* _Opdracht_:
Vervang in de tekst over migranten in Hongarije "opvanglocatie" door "opvangplek" en geef het deel vanaf "Ik ging op zoek" tot en met "het zicht raken." opnieuw.

* _Tekstfragment_:
De kosten van deze consultatie voor de belastingbetalers: meer dan 3 miljoen euro. Wat het zal opleveren: meer angst. Met de Hongaarse realiteit heeft het onderzoek in ieder geval niets te maken. Maar dat is nu eenmaal het handelsmerk van populisme. Hoe zit het dan wel? Vorig jaar hebben van de 42.000 geregistreerde migranten in Hongarije, welgeteld 535 asiel gekregen. Van een ‘overstroming’ is dus geen sprake. Waaraan ligt dat? Is Hongarije dan zo veel strenger dan andere landen? Of is de samenstelling van de migranten zo verschillend van Nederland?
Ik ging op zoek naar antwoorden in de grootste opvanglocatie van Hongarije in Debrecen. Meer dan de helft van alle asielzoekers verblijft in dit centrum (800). Die zijn in 99% van de gevallen bij de Servische grens opgepakt door de politie en, nadat hun vingerafdrukken zijn afgenomen, over de vijf verschillende asielzoekerscentra verdeeld. Een van de meest gebruikte smokkelroutes loopt via Griekenland en de Balkanlanden naar de Hongaarse Zuidgrens. De instroom in het centrum in Debrecen (zo’n honderd mensen per dag) is gelijk aan de uitstroom. In tegenstelling tot AZC’s in Nederland waar men uitslag van de aanvraagprocedure afwacht, verblijven de mensen hier niet langer dan twee weken waarna ze uit vertrekken en uit het zicht raken.

* _Brongegevens_:
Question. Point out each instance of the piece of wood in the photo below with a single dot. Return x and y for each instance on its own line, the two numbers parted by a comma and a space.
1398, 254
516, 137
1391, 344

* * *

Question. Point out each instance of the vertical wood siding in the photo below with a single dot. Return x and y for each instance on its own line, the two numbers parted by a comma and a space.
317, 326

* _Antwoord_:
Ik ging op zoek naar antwoorden in de grootste opvangplek van Hongarije in Debrecen. Meer dan de helft van alle asielzoekers verblijft in dit centrum (800). Die zijn in 99% van de gevallen bij de Servische grens opgepakt door de politie en, nadat hun vingerafdrukken zijn afgenomen, over de vijf verschillende asielzoekerscentra verdeeld. Een van de meest gebruikte smokkelroutes loopt via Griekenland en de Balkanlanden naar de Hongaarse Zuidgrens. De instroom in het centrum in Debrecen (zo’n honderd mensen per dag) is gelijk aan de uitstroom. In tegenstelling tot AZC’s in Nederland waar men uitslag van de aanvraagprocedure afwacht, verblijven de mensen hier niet langer dan twee weken waarna ze uit vertrekken en uit het zicht raken.